Work to do: Beginning with the line that holds "the car headlight", set down each line of the data below through the very last, exactly as given, and nothing beyond that.

Excerpted data:
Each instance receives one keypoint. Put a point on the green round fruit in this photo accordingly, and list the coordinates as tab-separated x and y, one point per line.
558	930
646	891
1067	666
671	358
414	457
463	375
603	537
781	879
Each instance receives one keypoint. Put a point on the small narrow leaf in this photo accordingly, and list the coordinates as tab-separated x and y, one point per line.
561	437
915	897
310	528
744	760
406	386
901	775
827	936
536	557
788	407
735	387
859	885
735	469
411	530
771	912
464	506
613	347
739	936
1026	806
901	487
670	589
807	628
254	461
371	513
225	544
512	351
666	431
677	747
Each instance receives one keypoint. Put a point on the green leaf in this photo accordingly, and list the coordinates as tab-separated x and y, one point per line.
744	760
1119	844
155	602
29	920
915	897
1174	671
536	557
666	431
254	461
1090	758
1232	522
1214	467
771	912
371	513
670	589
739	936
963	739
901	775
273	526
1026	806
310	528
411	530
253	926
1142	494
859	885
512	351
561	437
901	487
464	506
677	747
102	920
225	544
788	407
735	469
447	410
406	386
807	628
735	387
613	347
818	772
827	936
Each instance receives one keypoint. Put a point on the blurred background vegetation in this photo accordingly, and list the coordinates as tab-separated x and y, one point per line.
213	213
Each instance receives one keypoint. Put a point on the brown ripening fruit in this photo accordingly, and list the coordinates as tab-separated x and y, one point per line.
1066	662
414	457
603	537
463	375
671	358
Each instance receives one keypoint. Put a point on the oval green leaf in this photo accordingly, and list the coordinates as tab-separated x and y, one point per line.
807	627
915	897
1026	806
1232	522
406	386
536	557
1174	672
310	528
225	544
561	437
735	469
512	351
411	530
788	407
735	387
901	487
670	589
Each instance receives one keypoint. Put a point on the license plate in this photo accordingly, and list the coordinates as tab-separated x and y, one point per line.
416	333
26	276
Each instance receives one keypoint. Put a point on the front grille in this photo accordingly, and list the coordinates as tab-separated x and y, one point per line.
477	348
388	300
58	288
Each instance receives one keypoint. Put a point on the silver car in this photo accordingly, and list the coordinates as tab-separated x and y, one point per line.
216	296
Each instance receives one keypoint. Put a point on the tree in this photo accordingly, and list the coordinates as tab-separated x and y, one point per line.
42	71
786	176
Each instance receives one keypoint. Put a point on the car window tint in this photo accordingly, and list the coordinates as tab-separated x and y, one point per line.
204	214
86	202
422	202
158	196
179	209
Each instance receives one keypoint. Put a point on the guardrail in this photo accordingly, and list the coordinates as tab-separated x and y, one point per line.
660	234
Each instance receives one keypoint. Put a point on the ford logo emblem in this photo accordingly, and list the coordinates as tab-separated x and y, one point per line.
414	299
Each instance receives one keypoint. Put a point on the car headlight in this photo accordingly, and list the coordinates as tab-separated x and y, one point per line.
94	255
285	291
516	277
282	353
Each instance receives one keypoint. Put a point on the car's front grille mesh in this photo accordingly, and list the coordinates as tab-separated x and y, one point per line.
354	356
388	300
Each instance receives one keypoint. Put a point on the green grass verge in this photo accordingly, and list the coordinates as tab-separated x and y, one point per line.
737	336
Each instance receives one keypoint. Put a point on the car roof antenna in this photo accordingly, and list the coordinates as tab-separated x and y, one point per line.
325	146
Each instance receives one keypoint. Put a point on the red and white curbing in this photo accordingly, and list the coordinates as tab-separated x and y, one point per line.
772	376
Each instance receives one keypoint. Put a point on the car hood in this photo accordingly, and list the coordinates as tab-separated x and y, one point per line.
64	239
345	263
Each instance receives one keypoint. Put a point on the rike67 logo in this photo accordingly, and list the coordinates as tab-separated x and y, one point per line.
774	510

Output below:
Each instance receives one keypoint. Put a point on the car headlight in this photo accordingly, and list the coordinates as tab-separated x and y, one point per line.
94	255
285	291
516	277
282	353
Each instance receives one keypoint. Put a point on the car's front grille mesh in this photo accordingly, and list the coordinates as tab-separated x and y, one point per line.
354	356
388	300
Each instance receives one keypoint. Put a point on the green grass verge in this photo accordingly, and list the coordinates as tab-separated x and y, one point per line.
737	336
Each instance receives one keypoint. Put a point on the car roof antenna in this photo accordingly, and list the coordinates as tab-separated x and y, one point per line.
325	146
Each instance receives one keypoint. Put a point on the red and white curbing in this photo accordingly, and list the coordinates as tab-separated x and y, one point per line.
772	376
Each instance receives one keypoint. Put a point on the car hood in this photo accordingly, and list the coordinates as tab-separated x and y, one point per line.
64	239
345	263
Each instance receives one keypoint. Put a point on the rike67 logo in this photo accordingly, and list the coordinates as tab-separated x and y, one point per line.
774	510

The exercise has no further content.